# Longest anime series you ever seen



## DarkStriker (Aug 16, 2010)

What is the longest anime serie that you have watched?

For me it would be detective conan with up til 586 episodes. Im also reading the manga which has TONS of chapters that is just text, text, text and text!

Currently on episode 583 since 584 has yet to air.


----------



## Deleted User (Aug 16, 2010)

I am at episode 78 of conan, funny story.

I saw on wikipedia that there was an anime (sazae-san) with more than 2000 episodes (started in 1946)
I don't know if it still airs (I think they don't send something that old on an tv)


----------



## Delta517 (Aug 16, 2010)

I have only watching two animes right now. Thats One Piece and Naruto.
Im only on something around 130 on Naruto, but on One Piece I'm on 462 (current).


----------



## DarkStriker (Aug 16, 2010)

Delta517 said:
			
		

> I have only watching two animes right now. Thats One Piece and Naruto.
> Im only on something around 130 on Naruto, but on One Piece I'm on 462 (current).



The same as me then :3 Watched one piece since episode 1. Well to count in Naruto you have to count with the first series right?


----------



## WiiUBricker (Aug 16, 2010)

1.) One Piece
2.) Naruto
3.) Bleach


----------



## marmon2 (Aug 16, 2010)

I like Pokemon. It has 655 episodes.


----------



## Arnold Schwarzen (Aug 16, 2010)

● ● ●

> [SET TASKS]
1. In the anime thread, what year does the post about Sazae-san say that series started?
2. Which anime series are named anywhere in the anime thread? List every one.
3. Take the anime thread further from its last line.

> [DATA BLOCK]
● ● ●

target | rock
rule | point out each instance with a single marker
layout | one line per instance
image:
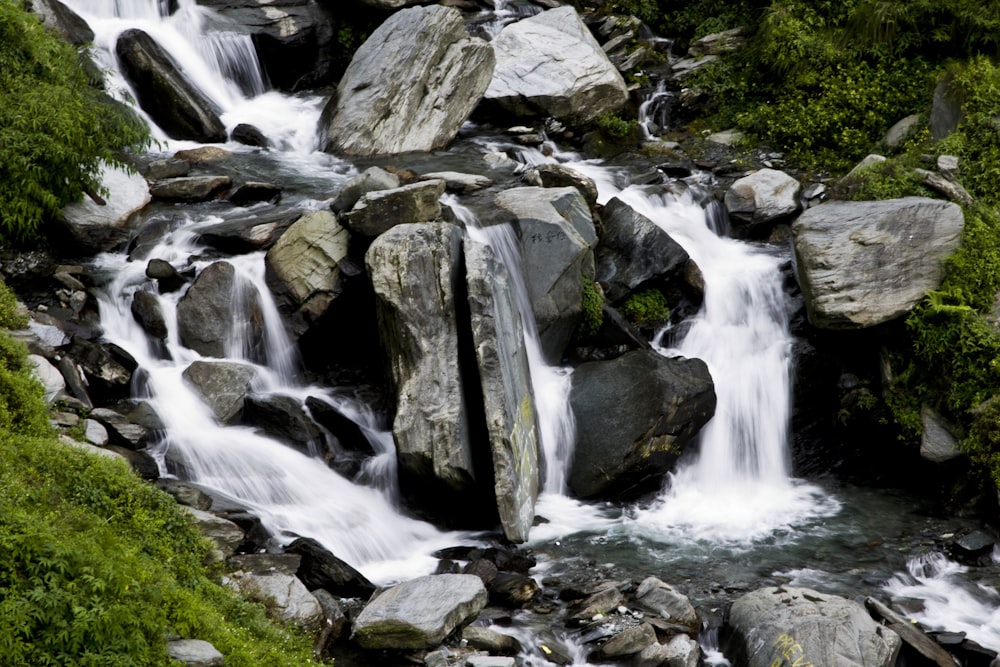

● ● ●

> [RESPONSES FOR EACH TASK]
1. 1946

2. Detective Conan, Sazae-san, One Piece, Naruto, Bleach, Pokemon

3.
Bleach, seen 60 eps but stopped. May pick up again but I know there's A LOT of episodes. After that it's Rurouni Kenshin which is like 95. Watched a few eps of Dragon Ball Z and GT here and there.


----------



## Chris_Skylock (Aug 16, 2010)

how can anyone forget Pokemon? it has almost 660 episodes as of announced (Until the final episode of Diamond and Pearl)


Here in the Philippines, we just finnished seeing Diamond and Pearl season 1. Hoping to see Battle Dimension (season 2)

Im also watching subbed episodes and it's now catching up with the season finale


----------



## Cyan (Aug 16, 2010)

The longest anime series I've watched is Doraemon (1787 episodes) !
But I've watched only 1 episode of that anime 
	

	
	
		
		

		
		
	


	





The biggest series from which I've watched all of the episodes is One piece. (with 350 episodes in 2 months the first time I watched it).


----------



## Kamiyama (Aug 16, 2010)

Crayon Shin-chan.

Shin-chan got now about 711 episodes and there's still coming. I just wish I can get first episodes better quality since I got older episodes that are extremely low quality .flv what are recorder from TV to VHS and then ripped from VHS to PC. But Shin-chan is still best series out there.


----------



## DarkStriker (Aug 16, 2010)

Kamiyama said:
			
		

> Crayon Shin-chan.
> 
> Shin-chan got now about 711 episodes and there's still coming. I just wish I can get first episodes better quality since I got older episodes that are extremely low quality .flv what are recorder from TV to VHS and then ripped from VHS to PC. But Shin-chan is still best series out there.


AH I REMEMBER THAT ONE! I watched atleast 200 episodes of it.

Pokemon.. yeah of course... Just that its not as interesting as Detective Conan and One Piece.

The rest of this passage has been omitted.